# [Data provided]
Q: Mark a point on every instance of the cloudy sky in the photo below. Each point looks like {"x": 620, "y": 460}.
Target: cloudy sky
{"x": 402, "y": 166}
==
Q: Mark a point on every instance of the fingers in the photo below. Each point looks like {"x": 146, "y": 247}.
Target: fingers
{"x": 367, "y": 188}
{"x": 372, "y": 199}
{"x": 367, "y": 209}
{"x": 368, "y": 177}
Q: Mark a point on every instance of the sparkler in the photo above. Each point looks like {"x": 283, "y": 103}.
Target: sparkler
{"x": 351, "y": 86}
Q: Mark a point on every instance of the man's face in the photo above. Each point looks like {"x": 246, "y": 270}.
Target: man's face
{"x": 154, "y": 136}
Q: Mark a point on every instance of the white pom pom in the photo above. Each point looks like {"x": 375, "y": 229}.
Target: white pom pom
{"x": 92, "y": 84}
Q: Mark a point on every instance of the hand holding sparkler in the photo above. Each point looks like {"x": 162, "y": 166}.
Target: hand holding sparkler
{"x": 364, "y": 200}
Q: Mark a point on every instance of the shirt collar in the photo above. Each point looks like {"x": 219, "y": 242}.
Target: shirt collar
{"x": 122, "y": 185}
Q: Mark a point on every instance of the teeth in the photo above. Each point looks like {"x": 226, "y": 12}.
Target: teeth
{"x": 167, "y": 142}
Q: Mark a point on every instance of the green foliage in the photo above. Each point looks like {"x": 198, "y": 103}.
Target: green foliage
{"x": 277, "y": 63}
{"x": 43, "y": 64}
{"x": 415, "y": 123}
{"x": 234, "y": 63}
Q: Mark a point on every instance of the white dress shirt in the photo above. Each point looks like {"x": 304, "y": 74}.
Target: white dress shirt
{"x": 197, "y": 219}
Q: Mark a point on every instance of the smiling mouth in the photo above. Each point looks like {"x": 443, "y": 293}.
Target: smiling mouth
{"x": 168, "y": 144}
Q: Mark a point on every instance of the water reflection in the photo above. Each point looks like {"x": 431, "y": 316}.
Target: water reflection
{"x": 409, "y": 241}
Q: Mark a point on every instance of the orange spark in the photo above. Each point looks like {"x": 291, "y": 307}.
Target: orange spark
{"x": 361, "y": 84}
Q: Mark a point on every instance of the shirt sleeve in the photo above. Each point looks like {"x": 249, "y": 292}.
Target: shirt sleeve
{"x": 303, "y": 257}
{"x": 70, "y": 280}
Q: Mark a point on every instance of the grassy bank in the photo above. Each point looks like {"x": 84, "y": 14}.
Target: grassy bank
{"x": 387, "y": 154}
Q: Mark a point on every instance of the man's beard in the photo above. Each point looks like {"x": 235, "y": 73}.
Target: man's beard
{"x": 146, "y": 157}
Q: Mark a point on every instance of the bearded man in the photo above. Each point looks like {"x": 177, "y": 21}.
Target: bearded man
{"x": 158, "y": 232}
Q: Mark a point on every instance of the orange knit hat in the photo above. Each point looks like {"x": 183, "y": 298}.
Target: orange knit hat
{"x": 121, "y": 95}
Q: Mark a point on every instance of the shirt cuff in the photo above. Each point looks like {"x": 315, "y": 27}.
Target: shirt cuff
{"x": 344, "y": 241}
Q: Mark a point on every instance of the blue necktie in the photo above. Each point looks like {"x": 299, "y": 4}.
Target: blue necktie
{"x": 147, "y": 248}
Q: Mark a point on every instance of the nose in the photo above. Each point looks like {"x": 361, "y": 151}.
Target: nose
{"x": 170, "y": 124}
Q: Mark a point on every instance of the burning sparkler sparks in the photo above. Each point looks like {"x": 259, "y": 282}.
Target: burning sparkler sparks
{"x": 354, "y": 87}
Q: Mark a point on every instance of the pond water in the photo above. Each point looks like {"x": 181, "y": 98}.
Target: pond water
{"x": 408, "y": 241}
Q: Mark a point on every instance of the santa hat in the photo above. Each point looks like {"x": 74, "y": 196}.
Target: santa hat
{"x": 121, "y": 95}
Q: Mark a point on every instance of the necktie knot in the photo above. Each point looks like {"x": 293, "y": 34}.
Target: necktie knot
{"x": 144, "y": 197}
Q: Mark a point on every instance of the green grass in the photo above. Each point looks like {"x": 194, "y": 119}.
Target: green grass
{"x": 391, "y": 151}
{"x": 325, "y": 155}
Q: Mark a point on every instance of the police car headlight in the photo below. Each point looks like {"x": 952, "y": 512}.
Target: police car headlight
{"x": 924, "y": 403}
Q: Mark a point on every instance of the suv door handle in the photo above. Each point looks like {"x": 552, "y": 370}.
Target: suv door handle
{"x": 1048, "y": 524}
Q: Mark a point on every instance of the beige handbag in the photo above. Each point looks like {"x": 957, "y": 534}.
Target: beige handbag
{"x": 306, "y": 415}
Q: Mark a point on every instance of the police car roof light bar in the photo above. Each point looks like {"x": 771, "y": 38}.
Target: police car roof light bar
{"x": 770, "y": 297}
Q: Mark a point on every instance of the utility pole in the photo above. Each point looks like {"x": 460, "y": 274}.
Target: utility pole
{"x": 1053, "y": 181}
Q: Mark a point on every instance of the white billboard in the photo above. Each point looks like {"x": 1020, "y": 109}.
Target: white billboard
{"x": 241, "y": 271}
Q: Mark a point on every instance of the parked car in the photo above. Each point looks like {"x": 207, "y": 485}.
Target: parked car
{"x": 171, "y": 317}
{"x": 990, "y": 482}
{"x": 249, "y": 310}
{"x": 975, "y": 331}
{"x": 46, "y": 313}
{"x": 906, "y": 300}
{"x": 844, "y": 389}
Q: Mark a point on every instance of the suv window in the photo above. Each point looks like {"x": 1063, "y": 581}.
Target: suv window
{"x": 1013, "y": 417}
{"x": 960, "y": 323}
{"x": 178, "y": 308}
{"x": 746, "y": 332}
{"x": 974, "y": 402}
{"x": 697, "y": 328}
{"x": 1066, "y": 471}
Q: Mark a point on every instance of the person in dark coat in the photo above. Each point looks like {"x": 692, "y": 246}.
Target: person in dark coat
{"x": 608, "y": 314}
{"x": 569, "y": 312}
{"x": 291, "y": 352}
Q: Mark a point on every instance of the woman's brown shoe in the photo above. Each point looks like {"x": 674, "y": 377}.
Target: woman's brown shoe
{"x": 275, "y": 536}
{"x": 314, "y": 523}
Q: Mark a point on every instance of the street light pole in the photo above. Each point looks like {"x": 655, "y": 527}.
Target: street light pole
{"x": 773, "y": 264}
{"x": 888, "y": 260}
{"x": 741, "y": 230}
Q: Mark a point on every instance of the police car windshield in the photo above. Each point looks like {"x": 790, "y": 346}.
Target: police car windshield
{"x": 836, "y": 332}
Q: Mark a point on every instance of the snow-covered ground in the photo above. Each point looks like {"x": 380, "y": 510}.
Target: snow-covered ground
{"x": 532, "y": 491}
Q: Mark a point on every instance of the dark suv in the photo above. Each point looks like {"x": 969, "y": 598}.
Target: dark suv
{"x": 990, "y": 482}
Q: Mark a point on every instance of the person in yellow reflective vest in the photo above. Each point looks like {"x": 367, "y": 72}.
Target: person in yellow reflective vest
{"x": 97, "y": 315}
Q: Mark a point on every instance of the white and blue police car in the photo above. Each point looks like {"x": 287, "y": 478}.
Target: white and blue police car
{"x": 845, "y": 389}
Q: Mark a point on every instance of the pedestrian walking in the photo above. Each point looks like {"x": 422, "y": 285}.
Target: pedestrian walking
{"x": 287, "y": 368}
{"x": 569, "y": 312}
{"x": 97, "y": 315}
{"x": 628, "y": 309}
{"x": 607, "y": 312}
...
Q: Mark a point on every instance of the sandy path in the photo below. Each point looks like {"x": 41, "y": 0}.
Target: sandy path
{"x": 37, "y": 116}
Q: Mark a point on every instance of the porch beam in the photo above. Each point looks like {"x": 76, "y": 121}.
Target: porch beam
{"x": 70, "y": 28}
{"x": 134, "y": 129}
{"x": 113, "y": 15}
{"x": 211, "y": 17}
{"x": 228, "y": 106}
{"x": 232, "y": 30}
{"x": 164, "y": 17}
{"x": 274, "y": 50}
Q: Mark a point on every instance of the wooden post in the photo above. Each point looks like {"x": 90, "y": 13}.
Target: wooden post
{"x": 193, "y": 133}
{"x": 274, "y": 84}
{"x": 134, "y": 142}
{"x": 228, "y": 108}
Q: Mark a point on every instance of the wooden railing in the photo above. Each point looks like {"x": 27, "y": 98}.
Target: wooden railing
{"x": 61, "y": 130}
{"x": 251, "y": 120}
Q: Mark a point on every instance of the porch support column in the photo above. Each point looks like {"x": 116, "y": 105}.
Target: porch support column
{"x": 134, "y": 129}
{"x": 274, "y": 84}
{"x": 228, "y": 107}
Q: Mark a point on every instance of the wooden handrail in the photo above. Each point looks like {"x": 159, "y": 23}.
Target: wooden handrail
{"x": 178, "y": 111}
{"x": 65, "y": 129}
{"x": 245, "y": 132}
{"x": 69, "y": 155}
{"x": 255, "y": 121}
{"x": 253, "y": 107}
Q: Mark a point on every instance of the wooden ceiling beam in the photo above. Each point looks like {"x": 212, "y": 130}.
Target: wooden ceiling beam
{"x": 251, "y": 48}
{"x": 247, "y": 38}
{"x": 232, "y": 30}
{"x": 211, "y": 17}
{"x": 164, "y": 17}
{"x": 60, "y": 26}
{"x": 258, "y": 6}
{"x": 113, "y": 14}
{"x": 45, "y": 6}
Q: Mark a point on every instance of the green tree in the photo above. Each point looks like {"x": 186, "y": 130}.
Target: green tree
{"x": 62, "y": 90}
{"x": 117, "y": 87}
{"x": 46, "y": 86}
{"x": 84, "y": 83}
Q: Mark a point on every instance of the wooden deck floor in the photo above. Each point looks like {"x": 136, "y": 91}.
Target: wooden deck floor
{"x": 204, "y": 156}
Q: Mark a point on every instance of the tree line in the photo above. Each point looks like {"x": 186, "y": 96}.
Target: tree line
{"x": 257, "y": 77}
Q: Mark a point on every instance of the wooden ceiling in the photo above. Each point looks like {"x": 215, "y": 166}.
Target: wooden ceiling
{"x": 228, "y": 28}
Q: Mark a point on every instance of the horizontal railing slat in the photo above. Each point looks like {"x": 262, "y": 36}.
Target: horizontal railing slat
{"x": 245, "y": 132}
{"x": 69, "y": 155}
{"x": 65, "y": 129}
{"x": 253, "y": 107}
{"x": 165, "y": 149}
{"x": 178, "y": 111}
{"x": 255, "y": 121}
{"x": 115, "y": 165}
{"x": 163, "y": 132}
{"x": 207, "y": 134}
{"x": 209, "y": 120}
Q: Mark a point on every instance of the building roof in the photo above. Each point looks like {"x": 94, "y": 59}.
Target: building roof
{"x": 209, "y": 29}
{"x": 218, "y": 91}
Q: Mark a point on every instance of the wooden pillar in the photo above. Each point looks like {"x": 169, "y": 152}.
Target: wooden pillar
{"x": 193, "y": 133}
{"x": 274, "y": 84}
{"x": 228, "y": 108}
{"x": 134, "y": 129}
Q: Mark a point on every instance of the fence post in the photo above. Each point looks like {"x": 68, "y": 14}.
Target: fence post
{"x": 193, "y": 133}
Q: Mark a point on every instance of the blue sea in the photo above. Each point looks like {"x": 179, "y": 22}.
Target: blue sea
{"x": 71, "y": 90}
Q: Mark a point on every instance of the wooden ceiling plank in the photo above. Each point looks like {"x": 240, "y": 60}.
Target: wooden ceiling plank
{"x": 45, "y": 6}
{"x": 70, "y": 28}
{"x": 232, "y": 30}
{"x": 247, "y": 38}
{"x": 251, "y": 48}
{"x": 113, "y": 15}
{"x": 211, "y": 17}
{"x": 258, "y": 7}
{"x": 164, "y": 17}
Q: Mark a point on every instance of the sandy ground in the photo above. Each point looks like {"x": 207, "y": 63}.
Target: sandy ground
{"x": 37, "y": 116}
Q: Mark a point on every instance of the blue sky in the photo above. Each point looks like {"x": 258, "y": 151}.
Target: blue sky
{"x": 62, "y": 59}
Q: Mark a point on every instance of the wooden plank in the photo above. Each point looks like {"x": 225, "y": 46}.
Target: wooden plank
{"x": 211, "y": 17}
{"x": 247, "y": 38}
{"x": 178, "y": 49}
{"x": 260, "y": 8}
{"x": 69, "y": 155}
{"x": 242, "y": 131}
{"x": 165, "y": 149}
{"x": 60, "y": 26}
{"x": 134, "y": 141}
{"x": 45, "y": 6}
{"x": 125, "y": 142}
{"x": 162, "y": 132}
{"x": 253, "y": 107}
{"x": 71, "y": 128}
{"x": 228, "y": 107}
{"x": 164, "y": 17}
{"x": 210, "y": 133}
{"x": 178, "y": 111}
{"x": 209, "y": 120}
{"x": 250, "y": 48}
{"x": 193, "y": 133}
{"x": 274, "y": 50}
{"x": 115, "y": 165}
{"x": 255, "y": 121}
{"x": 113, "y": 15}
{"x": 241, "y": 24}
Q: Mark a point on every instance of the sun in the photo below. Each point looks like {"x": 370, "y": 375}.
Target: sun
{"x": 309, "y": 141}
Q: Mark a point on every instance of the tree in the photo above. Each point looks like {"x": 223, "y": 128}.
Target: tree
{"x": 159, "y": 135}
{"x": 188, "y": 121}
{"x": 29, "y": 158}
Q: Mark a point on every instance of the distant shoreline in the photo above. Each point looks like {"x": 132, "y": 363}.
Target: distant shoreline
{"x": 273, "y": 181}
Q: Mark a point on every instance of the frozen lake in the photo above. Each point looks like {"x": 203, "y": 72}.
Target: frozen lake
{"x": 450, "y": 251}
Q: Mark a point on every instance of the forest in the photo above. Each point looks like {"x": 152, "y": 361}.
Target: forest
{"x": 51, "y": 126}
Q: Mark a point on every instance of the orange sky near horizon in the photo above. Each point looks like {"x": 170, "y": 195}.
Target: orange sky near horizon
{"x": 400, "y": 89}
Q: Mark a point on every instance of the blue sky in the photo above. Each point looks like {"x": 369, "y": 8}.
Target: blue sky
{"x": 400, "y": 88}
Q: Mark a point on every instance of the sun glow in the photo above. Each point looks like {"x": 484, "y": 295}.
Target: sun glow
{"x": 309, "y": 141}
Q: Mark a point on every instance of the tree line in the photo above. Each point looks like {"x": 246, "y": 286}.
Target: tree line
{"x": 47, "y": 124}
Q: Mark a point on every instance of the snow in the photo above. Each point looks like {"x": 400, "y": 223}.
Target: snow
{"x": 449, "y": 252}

# [About this exercise]
Scan the listing above and identify each line holding the string "below"; copy every such line.

# [Reply to the task]
Q: Mark a point on every instance of the cloudy sky in the photo below. Each point looks like {"x": 620, "y": 460}.
Q: Mark a point on every instance of the fingers in the photo below. Each point looks like {"x": 146, "y": 247}.
Q: Mark a point on every instance of the police car headlight in the photo below. Each point looks like {"x": 952, "y": 512}.
Q: Mark a point on every instance of the sandy path in the photo below. Each point looks like {"x": 41, "y": 0}.
Q: Mark a point on every instance of the sun in the photo below. Each point looks like {"x": 370, "y": 375}.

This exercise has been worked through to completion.